Others have drawn attention to the Discovery Institute’s cries of “gagging order” when Ball State University stopped the teaching of theocentric Intelligent Design as science, and their support for the Bryan University administration as merely asserting its rights when it suddenly demanded that their faculty members profess belief in a literal Adam and Eve. A double standard; demanding unconstitutional privilege for creationism in the name of academic freedom, while turning a blind eye when such freedom is trampled on by the creationists themselves.
It is worth quoting the words with which the DI’s mendaciously mistitled Evolution News and Views defends the Bryan administration against its own faculty:
[A] private institution like Bryan with a religious or philosophical mission inevitably draws lines for its teachers. If you want to retain the mission, you can’t at the same time tell faculty that “Anything goes.”
Remember that when next you hear the Discovery Institute argue for the “academic freedom” to teach creationism in publicly funded schools.

Raw records:
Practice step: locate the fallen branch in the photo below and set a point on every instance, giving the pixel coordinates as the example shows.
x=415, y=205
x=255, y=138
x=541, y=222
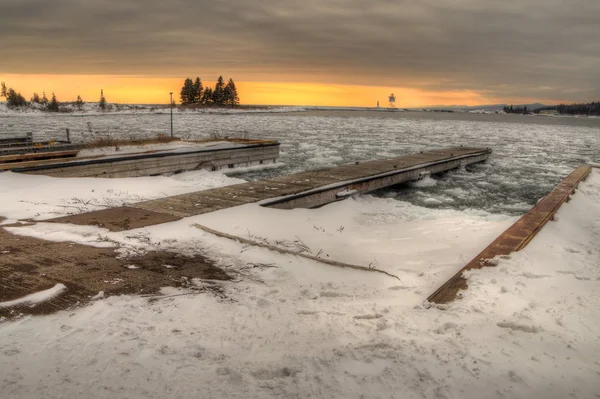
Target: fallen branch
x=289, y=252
---
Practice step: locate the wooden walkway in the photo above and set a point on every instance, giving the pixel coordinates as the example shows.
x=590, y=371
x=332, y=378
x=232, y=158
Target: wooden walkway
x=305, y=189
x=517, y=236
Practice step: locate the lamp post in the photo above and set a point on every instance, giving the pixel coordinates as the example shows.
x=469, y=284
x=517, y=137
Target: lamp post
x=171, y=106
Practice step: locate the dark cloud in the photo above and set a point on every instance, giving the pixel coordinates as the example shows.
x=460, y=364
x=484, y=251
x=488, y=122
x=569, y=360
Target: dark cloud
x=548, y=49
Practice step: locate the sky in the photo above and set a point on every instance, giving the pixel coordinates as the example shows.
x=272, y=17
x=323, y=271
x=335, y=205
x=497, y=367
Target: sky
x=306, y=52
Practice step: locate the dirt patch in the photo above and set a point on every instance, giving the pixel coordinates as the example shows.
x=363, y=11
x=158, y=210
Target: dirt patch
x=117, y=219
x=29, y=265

The problem:
Reproduce everything in the excerpt on the Discovery Institute from "It is worth" down to "publicly funded schools.". The records were taken from a different source than the text.

In response:
It is worth quoting the words with which the DI’s mendaciously mistitled Evolution News and Views defends the Bryan administration against its own faculty:
[A] private institution like Bryan with a religious or philosophical mission inevitably draws lines for its teachers. If you want to retain the mission, you can’t at the same time tell faculty that “Anything goes.”
Remember that when next you hear the Discovery Institute argue for the “academic freedom” to teach creationism in publicly funded schools.